◆ **Problem**:
Extend the forum thread on the Web Translator API, shown below, by writing what follows its final sentence.

◆ **Text section**:

Web Translator API

developer.mozilla.org

95 points by kozika a day ago

sfmz a day ago

https://developer.chrome.com/docs/ai/translator-api

const translator = await Translator.create({ sourceLanguage: 'en', targetLanguage: 'fr', });

await translator.translate('Where is the next bus stop, please?');

ks2048 a day ago

So, this is Google Translate built running locally in Chrome? I wonder if it is a small/degraded model or limited languages? Otherwise, how is it not a simple way around the paid Google API?
- ameliaquining a day ago
  
  The article explains that this feature uses a small (up to 22 GB) language model that runs on-device.
  That said, the "simple way around the paid API" problem is something Google has to deal with anyway, because there are a bunch of ways to use Google Translate without paying for it (e.g., the translate.google.com web UI, or the non-JavaScript-exposed "Translate to [language]" feature built into Chrome), and any action that can be taken by a human can in principle also be taken by a script. The only thing to do about it is use secret-sauce server-side abuse detection to block as much of this activity as they can; they can't get all of it but they can get enough to push enough people onto the paid API that the economics pencil out.

◆ **Extracted information**:
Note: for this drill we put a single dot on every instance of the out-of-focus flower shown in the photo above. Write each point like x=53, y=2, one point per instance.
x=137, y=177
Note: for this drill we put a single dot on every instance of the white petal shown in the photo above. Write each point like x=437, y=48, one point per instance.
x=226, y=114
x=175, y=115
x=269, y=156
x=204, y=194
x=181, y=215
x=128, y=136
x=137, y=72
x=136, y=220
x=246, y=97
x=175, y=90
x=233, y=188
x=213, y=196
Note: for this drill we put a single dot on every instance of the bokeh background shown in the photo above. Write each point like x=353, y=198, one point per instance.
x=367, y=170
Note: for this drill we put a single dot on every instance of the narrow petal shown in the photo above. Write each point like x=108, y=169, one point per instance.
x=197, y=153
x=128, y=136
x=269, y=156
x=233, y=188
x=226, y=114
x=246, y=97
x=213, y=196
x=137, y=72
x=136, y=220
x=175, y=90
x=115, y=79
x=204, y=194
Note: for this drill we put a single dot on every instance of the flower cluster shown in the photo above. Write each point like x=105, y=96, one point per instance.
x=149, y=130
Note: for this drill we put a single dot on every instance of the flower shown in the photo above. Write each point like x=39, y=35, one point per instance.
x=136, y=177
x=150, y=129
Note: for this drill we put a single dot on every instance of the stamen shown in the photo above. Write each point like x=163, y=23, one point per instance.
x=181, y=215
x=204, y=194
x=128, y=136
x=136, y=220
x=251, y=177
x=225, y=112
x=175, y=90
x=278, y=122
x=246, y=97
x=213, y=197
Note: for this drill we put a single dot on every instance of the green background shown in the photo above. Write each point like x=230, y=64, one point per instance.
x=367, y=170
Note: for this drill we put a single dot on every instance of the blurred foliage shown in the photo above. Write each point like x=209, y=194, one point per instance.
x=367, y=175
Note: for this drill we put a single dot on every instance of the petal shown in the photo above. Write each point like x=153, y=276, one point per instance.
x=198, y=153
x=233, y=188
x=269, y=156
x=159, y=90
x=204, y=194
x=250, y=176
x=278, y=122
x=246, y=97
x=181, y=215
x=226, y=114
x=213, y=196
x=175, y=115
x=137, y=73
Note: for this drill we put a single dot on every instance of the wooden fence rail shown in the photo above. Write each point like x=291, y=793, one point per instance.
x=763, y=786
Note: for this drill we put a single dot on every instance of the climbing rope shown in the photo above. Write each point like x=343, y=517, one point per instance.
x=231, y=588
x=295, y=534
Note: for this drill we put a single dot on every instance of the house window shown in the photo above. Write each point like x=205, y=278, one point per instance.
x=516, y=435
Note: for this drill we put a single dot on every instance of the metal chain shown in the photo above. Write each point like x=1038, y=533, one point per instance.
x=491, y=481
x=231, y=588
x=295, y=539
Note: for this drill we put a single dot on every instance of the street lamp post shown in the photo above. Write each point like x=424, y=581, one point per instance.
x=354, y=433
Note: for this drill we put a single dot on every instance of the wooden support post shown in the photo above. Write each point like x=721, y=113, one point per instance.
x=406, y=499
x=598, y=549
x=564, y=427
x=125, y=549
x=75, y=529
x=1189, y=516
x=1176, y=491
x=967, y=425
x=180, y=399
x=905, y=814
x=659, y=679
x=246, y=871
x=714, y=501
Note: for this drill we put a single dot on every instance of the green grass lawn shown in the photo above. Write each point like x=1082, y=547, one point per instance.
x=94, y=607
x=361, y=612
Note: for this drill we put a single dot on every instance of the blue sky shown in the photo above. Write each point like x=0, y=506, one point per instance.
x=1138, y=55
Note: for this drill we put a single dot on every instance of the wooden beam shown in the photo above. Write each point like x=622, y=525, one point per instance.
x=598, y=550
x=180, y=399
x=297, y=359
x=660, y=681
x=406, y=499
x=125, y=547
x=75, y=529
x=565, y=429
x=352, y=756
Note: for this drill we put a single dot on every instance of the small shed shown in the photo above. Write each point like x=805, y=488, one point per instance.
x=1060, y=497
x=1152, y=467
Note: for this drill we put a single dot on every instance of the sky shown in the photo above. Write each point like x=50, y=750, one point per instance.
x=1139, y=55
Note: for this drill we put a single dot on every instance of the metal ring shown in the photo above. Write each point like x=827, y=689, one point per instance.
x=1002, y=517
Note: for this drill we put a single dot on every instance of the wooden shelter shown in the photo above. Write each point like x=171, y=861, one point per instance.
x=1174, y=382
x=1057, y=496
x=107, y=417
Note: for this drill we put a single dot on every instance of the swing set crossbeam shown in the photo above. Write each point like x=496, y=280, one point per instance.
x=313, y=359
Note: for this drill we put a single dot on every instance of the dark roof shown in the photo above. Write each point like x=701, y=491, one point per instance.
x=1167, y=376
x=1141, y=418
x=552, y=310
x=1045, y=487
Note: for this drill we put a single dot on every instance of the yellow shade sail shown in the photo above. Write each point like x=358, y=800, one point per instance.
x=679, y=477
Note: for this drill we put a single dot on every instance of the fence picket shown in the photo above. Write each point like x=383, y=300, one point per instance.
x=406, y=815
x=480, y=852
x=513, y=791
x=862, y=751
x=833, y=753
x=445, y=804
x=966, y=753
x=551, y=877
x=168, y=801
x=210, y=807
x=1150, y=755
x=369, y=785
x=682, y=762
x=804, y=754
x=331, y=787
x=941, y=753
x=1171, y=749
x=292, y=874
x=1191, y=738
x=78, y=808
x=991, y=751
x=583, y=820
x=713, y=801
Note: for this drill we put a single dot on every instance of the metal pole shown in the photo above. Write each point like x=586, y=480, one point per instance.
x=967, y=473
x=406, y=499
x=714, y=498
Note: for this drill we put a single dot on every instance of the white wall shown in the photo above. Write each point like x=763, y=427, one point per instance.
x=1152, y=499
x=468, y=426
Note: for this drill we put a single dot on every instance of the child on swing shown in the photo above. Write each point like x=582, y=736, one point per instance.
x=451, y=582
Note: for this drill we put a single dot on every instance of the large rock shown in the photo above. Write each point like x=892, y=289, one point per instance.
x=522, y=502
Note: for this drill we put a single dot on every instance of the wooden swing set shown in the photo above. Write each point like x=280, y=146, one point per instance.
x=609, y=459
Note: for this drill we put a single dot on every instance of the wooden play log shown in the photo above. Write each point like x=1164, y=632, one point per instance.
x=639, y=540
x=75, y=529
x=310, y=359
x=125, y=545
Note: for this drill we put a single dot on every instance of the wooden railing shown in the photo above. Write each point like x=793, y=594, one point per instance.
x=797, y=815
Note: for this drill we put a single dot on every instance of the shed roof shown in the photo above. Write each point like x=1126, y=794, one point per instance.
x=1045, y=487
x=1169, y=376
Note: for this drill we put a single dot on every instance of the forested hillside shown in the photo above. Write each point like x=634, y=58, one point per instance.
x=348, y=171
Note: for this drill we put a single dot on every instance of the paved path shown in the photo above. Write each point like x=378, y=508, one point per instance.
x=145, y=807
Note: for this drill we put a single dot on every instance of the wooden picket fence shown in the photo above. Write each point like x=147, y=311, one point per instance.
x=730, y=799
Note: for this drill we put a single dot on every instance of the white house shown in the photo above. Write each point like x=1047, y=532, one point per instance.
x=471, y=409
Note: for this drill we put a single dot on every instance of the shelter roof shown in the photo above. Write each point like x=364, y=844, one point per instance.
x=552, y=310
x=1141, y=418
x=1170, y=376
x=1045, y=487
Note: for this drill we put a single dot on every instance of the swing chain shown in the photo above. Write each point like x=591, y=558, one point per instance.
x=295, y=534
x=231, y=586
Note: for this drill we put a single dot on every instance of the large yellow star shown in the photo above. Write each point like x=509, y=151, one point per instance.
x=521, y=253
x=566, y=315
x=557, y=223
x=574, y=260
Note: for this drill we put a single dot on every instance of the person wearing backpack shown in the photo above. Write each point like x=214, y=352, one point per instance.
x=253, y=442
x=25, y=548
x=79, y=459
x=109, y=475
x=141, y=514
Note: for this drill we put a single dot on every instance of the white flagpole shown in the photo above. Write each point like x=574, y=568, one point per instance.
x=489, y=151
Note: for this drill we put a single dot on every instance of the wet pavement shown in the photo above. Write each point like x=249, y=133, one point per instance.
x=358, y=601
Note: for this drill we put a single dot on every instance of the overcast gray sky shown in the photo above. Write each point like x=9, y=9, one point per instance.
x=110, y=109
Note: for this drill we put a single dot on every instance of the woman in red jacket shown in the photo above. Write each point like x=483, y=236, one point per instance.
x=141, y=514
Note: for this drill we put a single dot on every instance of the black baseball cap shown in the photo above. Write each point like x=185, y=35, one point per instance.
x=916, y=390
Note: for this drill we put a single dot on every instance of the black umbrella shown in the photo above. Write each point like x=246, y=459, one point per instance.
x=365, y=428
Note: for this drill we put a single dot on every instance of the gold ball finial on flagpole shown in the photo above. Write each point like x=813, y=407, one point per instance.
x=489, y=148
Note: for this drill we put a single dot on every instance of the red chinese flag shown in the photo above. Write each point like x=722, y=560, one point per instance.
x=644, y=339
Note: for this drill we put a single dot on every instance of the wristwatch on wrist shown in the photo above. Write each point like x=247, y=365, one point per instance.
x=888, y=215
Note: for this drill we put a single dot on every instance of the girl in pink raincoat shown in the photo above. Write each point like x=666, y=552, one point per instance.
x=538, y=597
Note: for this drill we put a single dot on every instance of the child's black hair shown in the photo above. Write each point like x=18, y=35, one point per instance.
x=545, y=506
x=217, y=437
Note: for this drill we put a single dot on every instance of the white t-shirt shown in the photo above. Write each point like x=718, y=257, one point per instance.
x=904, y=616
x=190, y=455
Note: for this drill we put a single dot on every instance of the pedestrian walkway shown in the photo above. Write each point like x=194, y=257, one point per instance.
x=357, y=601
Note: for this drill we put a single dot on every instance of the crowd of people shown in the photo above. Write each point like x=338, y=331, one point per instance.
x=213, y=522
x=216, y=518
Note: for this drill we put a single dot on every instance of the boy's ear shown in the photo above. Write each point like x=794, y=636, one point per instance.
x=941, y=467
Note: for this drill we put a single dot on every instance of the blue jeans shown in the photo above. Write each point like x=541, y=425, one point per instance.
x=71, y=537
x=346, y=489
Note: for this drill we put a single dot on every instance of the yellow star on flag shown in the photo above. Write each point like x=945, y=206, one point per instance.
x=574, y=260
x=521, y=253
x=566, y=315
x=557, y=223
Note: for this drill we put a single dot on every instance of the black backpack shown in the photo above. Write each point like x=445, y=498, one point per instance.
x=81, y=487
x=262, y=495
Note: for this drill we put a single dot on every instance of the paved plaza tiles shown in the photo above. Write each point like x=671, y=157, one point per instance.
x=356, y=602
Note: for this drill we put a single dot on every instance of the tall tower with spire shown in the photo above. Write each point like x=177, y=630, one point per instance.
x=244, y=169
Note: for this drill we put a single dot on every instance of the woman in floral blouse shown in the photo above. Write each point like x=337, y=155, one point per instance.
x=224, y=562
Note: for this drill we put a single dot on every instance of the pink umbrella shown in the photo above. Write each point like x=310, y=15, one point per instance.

◆ **The answer**:
  - jannes a day ago
    
    So installing Chrome is going to require 22 GB of disk space now?
    
    dhx 2 hours ago
    
    This sounds off by an order of magnitude? Firefox's local translation models are only 20-70MB per language pair direction (e.g. en-to-fr or fr-to-en).[1] These models are also only released when they reach at least -5% of Google Translate's COMET score.[1] Currently Firefox ships with support for 32 xx-to-en language pairs and 29 en-to-xx language pairs.[1] As the number of language pairs increases, it probably isn't unreasonable for browsers to stop bundling every language pair and instead prompt users to download uncommon models the first time the user wants to use them.
    [1] https://mozilla.github.io/translations/firefox-models/
    
    ks2048 a day ago
    
    It only installs models that explicitly downloaded via this API, it seems.
    Also, it says to have 22 GB free, but below (under "Note"...), it says the model takes "around a couple of GB".
    
    cj a day ago
    
    Does the API trigger the download automatically, or does it ask for user permission?
    (Answered my own question): Doesn't look like it requires the user's permission. Upon first use, the model will start downloading. The user has to wait for the download to finish before the API will work. That could take hours for 22gb.
    I presume this can't work on mobile?
    https://developer.mozilla.org/en-US/docs/Web/API/Translator_...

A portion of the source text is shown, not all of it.